### Work to be completed
Reproduce the records below word for word.

<<<<

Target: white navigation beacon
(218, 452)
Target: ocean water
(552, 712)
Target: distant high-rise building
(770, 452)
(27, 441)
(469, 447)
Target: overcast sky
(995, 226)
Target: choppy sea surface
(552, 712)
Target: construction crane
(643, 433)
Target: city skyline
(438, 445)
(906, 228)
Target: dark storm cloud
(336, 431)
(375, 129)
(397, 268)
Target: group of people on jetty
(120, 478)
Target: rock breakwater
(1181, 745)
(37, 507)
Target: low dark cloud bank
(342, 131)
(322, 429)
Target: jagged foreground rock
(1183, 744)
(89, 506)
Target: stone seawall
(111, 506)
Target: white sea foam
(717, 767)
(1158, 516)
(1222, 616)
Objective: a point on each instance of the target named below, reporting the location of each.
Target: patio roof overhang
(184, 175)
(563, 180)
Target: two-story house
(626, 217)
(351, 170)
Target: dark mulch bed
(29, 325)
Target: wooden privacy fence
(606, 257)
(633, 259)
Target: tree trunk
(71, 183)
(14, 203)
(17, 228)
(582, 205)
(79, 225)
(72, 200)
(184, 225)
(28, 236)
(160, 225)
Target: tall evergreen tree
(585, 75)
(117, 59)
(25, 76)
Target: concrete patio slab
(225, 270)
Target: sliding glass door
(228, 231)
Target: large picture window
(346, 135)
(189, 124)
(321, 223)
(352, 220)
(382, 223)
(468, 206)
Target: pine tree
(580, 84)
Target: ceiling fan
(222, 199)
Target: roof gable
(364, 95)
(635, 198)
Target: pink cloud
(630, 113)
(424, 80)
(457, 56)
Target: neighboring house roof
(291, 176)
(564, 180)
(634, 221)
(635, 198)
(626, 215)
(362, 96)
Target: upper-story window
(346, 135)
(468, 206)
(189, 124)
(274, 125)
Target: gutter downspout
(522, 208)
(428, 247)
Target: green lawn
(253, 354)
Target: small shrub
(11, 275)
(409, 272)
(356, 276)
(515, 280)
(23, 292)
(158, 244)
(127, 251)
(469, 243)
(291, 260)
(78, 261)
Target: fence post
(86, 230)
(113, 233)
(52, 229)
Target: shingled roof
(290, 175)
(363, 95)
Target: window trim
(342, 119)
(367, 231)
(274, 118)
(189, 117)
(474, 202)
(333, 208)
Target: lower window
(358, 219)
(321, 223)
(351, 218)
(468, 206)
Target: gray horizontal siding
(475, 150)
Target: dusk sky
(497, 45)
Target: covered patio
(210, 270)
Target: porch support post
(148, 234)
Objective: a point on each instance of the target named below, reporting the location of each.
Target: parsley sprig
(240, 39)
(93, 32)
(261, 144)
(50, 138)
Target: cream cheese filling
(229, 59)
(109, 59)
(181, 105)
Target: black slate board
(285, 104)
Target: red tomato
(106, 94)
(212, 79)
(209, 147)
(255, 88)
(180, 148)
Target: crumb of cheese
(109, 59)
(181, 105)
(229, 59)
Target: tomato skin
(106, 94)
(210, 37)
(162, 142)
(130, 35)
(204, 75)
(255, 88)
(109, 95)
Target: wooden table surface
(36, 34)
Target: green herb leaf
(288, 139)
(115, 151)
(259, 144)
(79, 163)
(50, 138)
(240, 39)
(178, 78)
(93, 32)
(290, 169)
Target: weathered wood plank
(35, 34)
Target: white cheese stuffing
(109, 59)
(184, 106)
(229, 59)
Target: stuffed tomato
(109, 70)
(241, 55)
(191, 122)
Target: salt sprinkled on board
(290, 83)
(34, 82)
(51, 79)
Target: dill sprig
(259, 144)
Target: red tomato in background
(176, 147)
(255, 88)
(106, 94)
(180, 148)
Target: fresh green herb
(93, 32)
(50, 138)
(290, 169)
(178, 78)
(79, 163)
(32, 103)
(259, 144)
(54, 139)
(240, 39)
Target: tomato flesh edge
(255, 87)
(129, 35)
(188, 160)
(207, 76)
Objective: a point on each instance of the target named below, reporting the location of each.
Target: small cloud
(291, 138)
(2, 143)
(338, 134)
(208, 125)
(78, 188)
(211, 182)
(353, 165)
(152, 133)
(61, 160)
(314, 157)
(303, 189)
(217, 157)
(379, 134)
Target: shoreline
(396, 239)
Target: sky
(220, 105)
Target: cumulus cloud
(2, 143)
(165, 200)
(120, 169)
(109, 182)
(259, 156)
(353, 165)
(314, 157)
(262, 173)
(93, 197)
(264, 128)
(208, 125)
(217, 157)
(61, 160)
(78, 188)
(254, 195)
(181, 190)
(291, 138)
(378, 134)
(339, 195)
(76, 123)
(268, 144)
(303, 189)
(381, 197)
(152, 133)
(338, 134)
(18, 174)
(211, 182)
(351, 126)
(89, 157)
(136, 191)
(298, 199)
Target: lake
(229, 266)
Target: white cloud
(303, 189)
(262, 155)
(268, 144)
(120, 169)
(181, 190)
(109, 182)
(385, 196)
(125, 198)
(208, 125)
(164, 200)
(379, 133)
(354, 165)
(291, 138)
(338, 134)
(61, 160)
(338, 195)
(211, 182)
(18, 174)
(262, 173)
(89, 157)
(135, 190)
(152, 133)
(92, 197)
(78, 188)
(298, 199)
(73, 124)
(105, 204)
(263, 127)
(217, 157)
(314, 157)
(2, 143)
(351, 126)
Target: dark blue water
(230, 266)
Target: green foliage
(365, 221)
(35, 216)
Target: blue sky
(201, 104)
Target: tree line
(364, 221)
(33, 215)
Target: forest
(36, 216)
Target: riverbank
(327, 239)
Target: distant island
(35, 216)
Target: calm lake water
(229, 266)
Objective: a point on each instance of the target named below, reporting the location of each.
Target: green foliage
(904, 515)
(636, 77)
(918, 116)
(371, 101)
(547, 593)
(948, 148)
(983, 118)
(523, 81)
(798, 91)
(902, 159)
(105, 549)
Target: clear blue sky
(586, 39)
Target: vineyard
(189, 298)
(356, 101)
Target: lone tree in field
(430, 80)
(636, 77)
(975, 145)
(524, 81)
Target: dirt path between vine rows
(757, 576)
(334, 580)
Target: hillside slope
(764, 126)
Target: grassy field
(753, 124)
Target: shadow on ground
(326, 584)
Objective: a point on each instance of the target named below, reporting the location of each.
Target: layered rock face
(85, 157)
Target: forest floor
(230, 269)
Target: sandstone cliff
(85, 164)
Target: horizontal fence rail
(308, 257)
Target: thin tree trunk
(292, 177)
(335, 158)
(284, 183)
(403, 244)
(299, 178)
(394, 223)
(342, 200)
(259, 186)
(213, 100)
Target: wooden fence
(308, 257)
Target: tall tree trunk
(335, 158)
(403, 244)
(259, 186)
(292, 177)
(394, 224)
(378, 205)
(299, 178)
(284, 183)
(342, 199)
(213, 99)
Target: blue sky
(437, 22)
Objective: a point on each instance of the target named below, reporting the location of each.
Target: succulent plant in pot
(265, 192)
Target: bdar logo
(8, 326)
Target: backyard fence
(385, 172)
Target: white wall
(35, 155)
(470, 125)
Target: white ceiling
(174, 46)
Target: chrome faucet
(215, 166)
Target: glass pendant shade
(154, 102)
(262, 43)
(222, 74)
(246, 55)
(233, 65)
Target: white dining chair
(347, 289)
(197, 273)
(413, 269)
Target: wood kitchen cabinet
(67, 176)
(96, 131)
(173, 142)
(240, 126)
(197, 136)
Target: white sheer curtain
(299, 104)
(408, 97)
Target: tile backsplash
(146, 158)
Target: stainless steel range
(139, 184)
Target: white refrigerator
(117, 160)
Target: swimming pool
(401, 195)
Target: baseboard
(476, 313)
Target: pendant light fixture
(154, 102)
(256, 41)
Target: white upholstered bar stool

>>>>

### Problem solution
Target: white navigation beacon
(218, 452)
Target: ocean water
(552, 712)
Target: distant high-rise building
(770, 452)
(27, 441)
(469, 447)
Target: overcast sky
(995, 226)
Target: choppy sea surface
(552, 712)
Target: construction crane
(643, 433)
Target: city skyline
(438, 445)
(906, 228)
Target: dark storm cloud
(336, 431)
(375, 129)
(397, 268)
Target: group of people on jetty
(120, 478)
Target: rock breakwater
(1181, 745)
(37, 507)
Target: low dark cloud bank
(342, 131)
(322, 429)
Target: jagged foreground rock
(1183, 744)
(89, 506)
Target: stone seawall
(111, 506)
Target: white sea foam
(717, 767)
(1158, 516)
(1222, 616)
Objective: a point on each instance of the target named below, reporting the location of each.
Target: patio roof overhang
(184, 175)
(563, 180)
Target: two-story house
(626, 217)
(351, 170)
Target: dark mulch bed
(29, 325)
Target: wooden privacy fence
(606, 257)
(633, 259)
Target: tree trunk
(71, 183)
(14, 203)
(17, 228)
(582, 205)
(79, 225)
(72, 200)
(184, 225)
(28, 236)
(160, 225)
Target: tall evergreen tree
(585, 75)
(117, 59)
(25, 76)
Target: concrete patio slab
(225, 270)
Target: sliding glass door
(228, 231)
Target: large picture window
(346, 135)
(189, 124)
(321, 223)
(352, 220)
(382, 223)
(468, 206)
Target: pine tree
(580, 84)
Target: ceiling fan
(222, 199)
Target: roof gable
(364, 95)
(635, 198)
Target: pink cloud
(630, 113)
(424, 80)
(457, 56)
Target: neighboring house roof
(291, 176)
(564, 180)
(634, 221)
(635, 198)
(626, 215)
(362, 96)
Target: upper-story window
(346, 135)
(468, 206)
(189, 124)
(274, 125)
Target: gutter downspout
(522, 208)
(428, 247)
Target: green lawn
(253, 354)
Target: small shrub
(11, 275)
(409, 272)
(356, 276)
(515, 280)
(23, 292)
(158, 244)
(127, 251)
(469, 243)
(291, 260)
(78, 261)
Target: fence post
(86, 230)
(113, 233)
(52, 229)
Target: shingled roof
(290, 175)
(363, 95)
Target: window trim
(342, 119)
(367, 231)
(274, 118)
(189, 117)
(474, 202)
(333, 208)
Target: lower window
(358, 219)
(321, 223)
(351, 218)
(468, 206)
Target: gray horizontal siding
(475, 150)
Target: dusk sky
(497, 45)
Target: covered patio
(210, 270)
Target: porch support post
(148, 234)
Objective: a point on each instance of the target named below, reporting the location of each.
Target: parsley sprig
(240, 39)
(93, 32)
(261, 144)
(50, 138)
Target: cream cheese filling
(229, 59)
(109, 59)
(181, 105)
Target: black slate board
(285, 104)
Target: red tomato
(106, 94)
(212, 79)
(209, 147)
(255, 88)
(180, 148)
Target: crumb of cheese
(109, 59)
(181, 105)
(229, 59)
Target: tomato skin
(106, 94)
(210, 37)
(162, 142)
(130, 35)
(204, 75)
(255, 88)
(109, 95)
Target: wooden table surface
(36, 34)
Target: green herb leaf
(288, 139)
(115, 151)
(259, 144)
(79, 163)
(50, 138)
(240, 39)
(178, 78)
(93, 32)
(290, 169)
Target: weathered wood plank
(35, 34)
Target: white cheese stuffing
(109, 59)
(184, 106)
(229, 59)
Target: stuffed tomato
(109, 70)
(241, 55)
(191, 122)
Target: salt sprinkled on board
(290, 83)
(34, 82)
(51, 79)
Target: dill sprig
(259, 144)
Target: red tomato in background
(176, 147)
(255, 88)
(106, 94)
(180, 148)
Target: fresh green herb
(93, 32)
(50, 138)
(290, 169)
(178, 78)
(79, 163)
(32, 103)
(259, 144)
(54, 139)
(240, 39)
Target: tomato flesh edge
(255, 87)
(129, 35)
(188, 160)
(207, 76)
Objective: a point on each instance of the target named below, reporting the location of each.
Target: small cloud
(291, 138)
(2, 143)
(338, 134)
(208, 125)
(78, 188)
(211, 182)
(353, 165)
(152, 133)
(61, 160)
(314, 157)
(303, 189)
(217, 157)
(379, 134)
Target: shoreline
(396, 239)
Target: sky
(220, 105)
Target: cumulus cloud
(2, 143)
(165, 200)
(120, 169)
(109, 182)
(259, 156)
(353, 165)
(314, 157)
(262, 173)
(93, 197)
(264, 128)
(208, 125)
(217, 157)
(61, 160)
(78, 188)
(254, 195)
(181, 190)
(291, 138)
(378, 134)
(339, 195)
(76, 123)
(268, 144)
(303, 189)
(381, 197)
(152, 133)
(338, 134)
(18, 174)
(211, 182)
(351, 126)
(89, 157)
(136, 191)
(298, 199)
Target: lake
(229, 266)
Target: white cloud
(303, 189)
(262, 155)
(268, 144)
(120, 169)
(181, 190)
(109, 182)
(385, 196)
(125, 198)
(208, 125)
(164, 200)
(379, 133)
(354, 165)
(291, 138)
(338, 134)
(61, 160)
(338, 195)
(211, 182)
(18, 174)
(262, 173)
(89, 157)
(135, 190)
(152, 133)
(92, 197)
(78, 188)
(298, 199)
(73, 124)
(105, 204)
(263, 127)
(217, 157)
(314, 157)
(2, 143)
(351, 126)
Target: dark blue water
(230, 266)
Target: green foliage
(365, 221)
(35, 216)
Target: blue sky
(201, 104)
Target: tree line
(364, 221)
(33, 215)
Target: forest
(36, 216)
Target: riverbank
(327, 239)
Target: distant island
(35, 216)
Target: calm lake water
(229, 266)
Objective: a point on each instance of the target named below, reporting the location of each.
Target: green foliage
(904, 515)
(636, 77)
(918, 116)
(371, 101)
(547, 593)
(948, 148)
(983, 118)
(523, 81)
(798, 91)
(902, 159)
(105, 549)
Target: clear blue sky
(586, 39)
Target: vineyard
(189, 298)
(356, 101)
Target: lone tree in field
(430, 80)
(636, 77)
(975, 145)
(524, 81)
Target: dirt path between vine rows
(757, 576)
(334, 580)
Target: hillside slope
(764, 126)
Target: grassy field
(753, 124)
Target: shadow on ground
(326, 584)
Objective: a point on each instance of the target named below, reporting the location of each.
Target: layered rock face
(85, 157)
Target: forest floor
(230, 269)
Target: sandstone cliff
(85, 164)
Target: horizontal fence rail
(308, 257)
Target: thin tree trunk
(292, 177)
(335, 158)
(284, 183)
(403, 244)
(299, 178)
(394, 223)
(342, 200)
(259, 186)
(213, 100)
Target: wooden fence
(308, 257)
Target: tall tree trunk
(335, 158)
(403, 244)
(259, 186)
(292, 177)
(394, 224)
(378, 205)
(299, 178)
(284, 183)
(342, 199)
(213, 99)
Target: blue sky
(437, 22)
Objective: a point on each instance of the target named below, reporting the location of each.
Target: succulent plant in pot
(265, 192)
Target: bdar logo
(8, 326)
Target: backyard fence
(385, 172)
Target: white wall
(35, 155)
(470, 125)
Target: white ceiling
(174, 46)
Target: chrome faucet
(215, 166)
Target: glass pendant shade
(154, 102)
(262, 43)
(222, 74)
(246, 55)
(233, 65)
Target: white dining chair
(347, 289)
(197, 273)
(413, 269)
Target: wood kitchen cabinet
(67, 176)
(96, 131)
(173, 142)
(240, 126)
(197, 136)
Target: white sheer curtain
(299, 104)
(408, 97)
Target: tile backsplash
(146, 158)
Target: stainless steel range
(139, 184)
Target: white refrigerator
(117, 160)
Target: swimming pool
(401, 195)
Target: baseboard
(476, 313)
Target: pendant light fixture
(154, 102)
(256, 41)
Target: white upholstered bar stool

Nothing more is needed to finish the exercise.